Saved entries
⟨

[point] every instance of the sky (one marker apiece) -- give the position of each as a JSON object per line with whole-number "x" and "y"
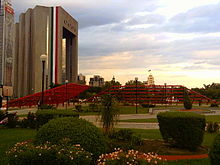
{"x": 179, "y": 41}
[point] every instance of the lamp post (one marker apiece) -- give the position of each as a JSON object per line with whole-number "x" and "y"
{"x": 136, "y": 79}
{"x": 43, "y": 59}
{"x": 66, "y": 82}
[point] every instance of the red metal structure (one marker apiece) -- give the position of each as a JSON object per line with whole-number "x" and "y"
{"x": 152, "y": 94}
{"x": 54, "y": 96}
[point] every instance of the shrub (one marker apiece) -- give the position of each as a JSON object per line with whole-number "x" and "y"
{"x": 3, "y": 114}
{"x": 29, "y": 122}
{"x": 46, "y": 154}
{"x": 148, "y": 105}
{"x": 212, "y": 127}
{"x": 183, "y": 129}
{"x": 187, "y": 102}
{"x": 131, "y": 157}
{"x": 214, "y": 105}
{"x": 77, "y": 130}
{"x": 125, "y": 139}
{"x": 78, "y": 108}
{"x": 12, "y": 120}
{"x": 94, "y": 107}
{"x": 214, "y": 153}
{"x": 46, "y": 106}
{"x": 43, "y": 116}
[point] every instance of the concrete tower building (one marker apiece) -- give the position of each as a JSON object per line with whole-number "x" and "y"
{"x": 150, "y": 80}
{"x": 45, "y": 30}
{"x": 6, "y": 42}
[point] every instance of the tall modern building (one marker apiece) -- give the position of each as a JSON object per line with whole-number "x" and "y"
{"x": 6, "y": 42}
{"x": 45, "y": 30}
{"x": 97, "y": 81}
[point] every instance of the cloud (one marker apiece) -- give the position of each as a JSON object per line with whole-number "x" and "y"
{"x": 204, "y": 19}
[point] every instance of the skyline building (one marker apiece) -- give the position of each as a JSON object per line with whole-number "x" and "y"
{"x": 50, "y": 31}
{"x": 81, "y": 79}
{"x": 96, "y": 81}
{"x": 6, "y": 42}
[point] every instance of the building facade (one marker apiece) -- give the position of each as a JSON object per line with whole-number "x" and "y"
{"x": 150, "y": 80}
{"x": 81, "y": 79}
{"x": 97, "y": 81}
{"x": 6, "y": 42}
{"x": 50, "y": 31}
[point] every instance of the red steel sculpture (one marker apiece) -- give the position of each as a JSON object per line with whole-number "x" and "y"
{"x": 149, "y": 94}
{"x": 54, "y": 96}
{"x": 152, "y": 94}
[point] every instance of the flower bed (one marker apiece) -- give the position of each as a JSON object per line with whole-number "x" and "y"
{"x": 130, "y": 157}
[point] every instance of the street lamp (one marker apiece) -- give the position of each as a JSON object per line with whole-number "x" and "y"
{"x": 43, "y": 59}
{"x": 136, "y": 79}
{"x": 66, "y": 82}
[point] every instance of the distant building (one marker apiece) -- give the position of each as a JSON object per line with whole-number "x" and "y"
{"x": 81, "y": 79}
{"x": 96, "y": 81}
{"x": 50, "y": 31}
{"x": 6, "y": 42}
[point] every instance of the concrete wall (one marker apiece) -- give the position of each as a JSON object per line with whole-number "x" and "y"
{"x": 31, "y": 43}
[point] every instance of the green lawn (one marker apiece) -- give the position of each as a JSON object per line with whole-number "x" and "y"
{"x": 210, "y": 118}
{"x": 150, "y": 120}
{"x": 213, "y": 118}
{"x": 190, "y": 162}
{"x": 8, "y": 137}
{"x": 155, "y": 134}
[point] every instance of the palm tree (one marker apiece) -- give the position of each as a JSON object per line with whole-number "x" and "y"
{"x": 109, "y": 113}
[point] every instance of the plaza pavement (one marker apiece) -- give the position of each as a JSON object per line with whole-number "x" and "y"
{"x": 96, "y": 120}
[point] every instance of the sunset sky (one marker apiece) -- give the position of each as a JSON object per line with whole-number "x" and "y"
{"x": 178, "y": 40}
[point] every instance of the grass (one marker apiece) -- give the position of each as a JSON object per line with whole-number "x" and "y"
{"x": 155, "y": 134}
{"x": 213, "y": 118}
{"x": 9, "y": 137}
{"x": 150, "y": 120}
{"x": 210, "y": 118}
{"x": 190, "y": 162}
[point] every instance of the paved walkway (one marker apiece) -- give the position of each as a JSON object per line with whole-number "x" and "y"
{"x": 96, "y": 120}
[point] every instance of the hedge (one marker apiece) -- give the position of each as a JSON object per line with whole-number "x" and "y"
{"x": 214, "y": 153}
{"x": 79, "y": 131}
{"x": 43, "y": 116}
{"x": 182, "y": 129}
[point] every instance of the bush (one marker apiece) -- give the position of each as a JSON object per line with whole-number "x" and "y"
{"x": 187, "y": 102}
{"x": 3, "y": 114}
{"x": 125, "y": 139}
{"x": 94, "y": 107}
{"x": 214, "y": 105}
{"x": 12, "y": 120}
{"x": 29, "y": 122}
{"x": 46, "y": 154}
{"x": 148, "y": 105}
{"x": 214, "y": 153}
{"x": 212, "y": 127}
{"x": 43, "y": 116}
{"x": 46, "y": 106}
{"x": 78, "y": 108}
{"x": 77, "y": 130}
{"x": 131, "y": 157}
{"x": 183, "y": 129}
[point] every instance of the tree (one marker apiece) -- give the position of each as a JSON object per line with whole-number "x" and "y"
{"x": 109, "y": 113}
{"x": 133, "y": 82}
{"x": 187, "y": 102}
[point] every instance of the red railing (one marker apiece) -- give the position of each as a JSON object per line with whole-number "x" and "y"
{"x": 54, "y": 96}
{"x": 153, "y": 94}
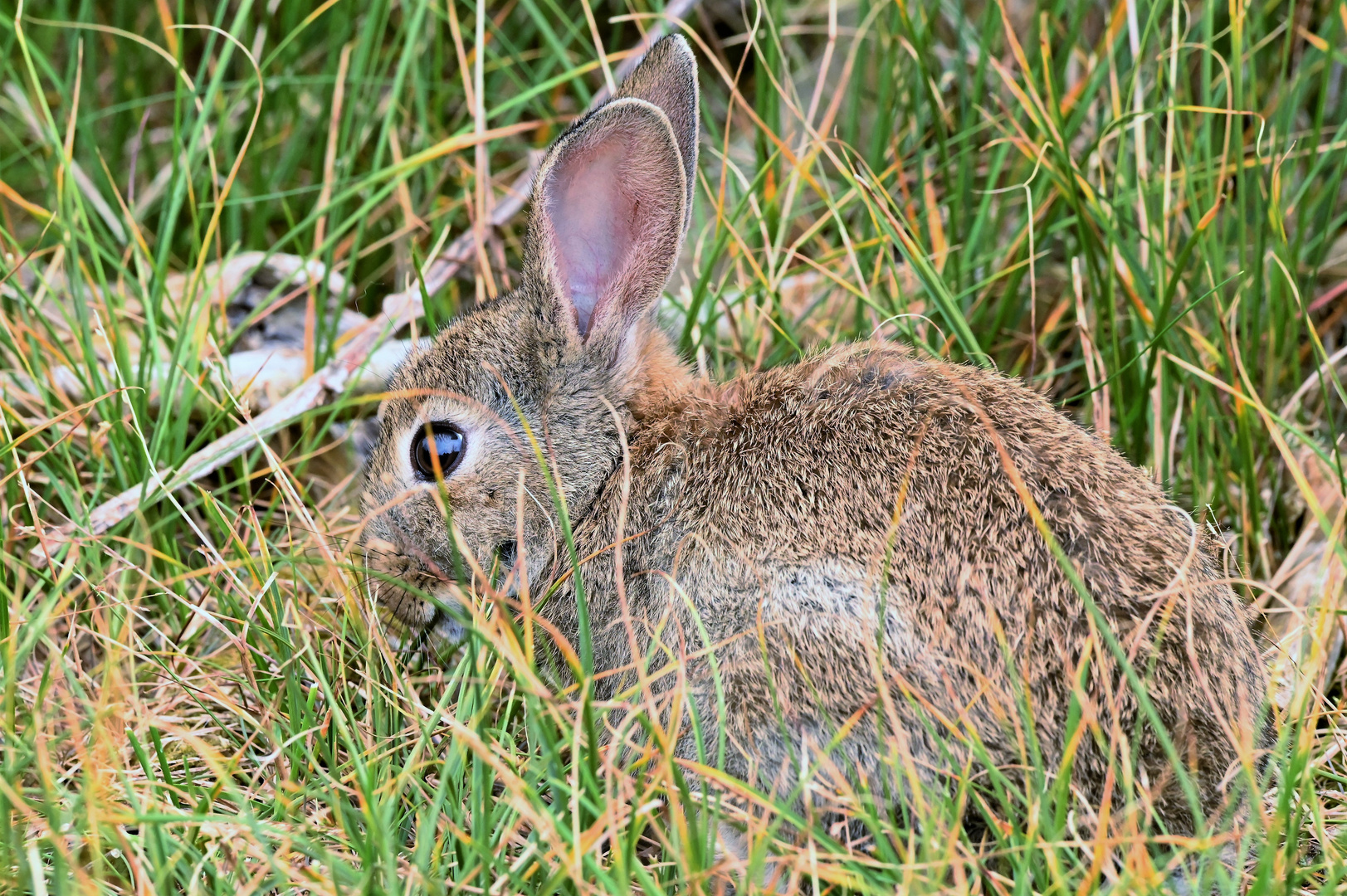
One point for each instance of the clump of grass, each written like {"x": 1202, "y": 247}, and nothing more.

⟩

#### What you will do:
From the line containing "[point] every instance of the tree" through the last line of the records, both included, output those lines exactly and nothing else; skip the pictures.

#### Answer below:
[point] every instance of the tree (one marker apiece) -- give the position of each as a JSON object per line with whole-number "x" and "y"
{"x": 109, "y": 113}
{"x": 133, "y": 82}
{"x": 187, "y": 102}
[point] every instance of the red railing (one marker apiece) -- give the position of each as a JSON object per line with whole-number "x" and "y"
{"x": 54, "y": 96}
{"x": 153, "y": 94}
One point for each instance of the clump of grass, each written like {"x": 1202, "y": 247}, and nothing more.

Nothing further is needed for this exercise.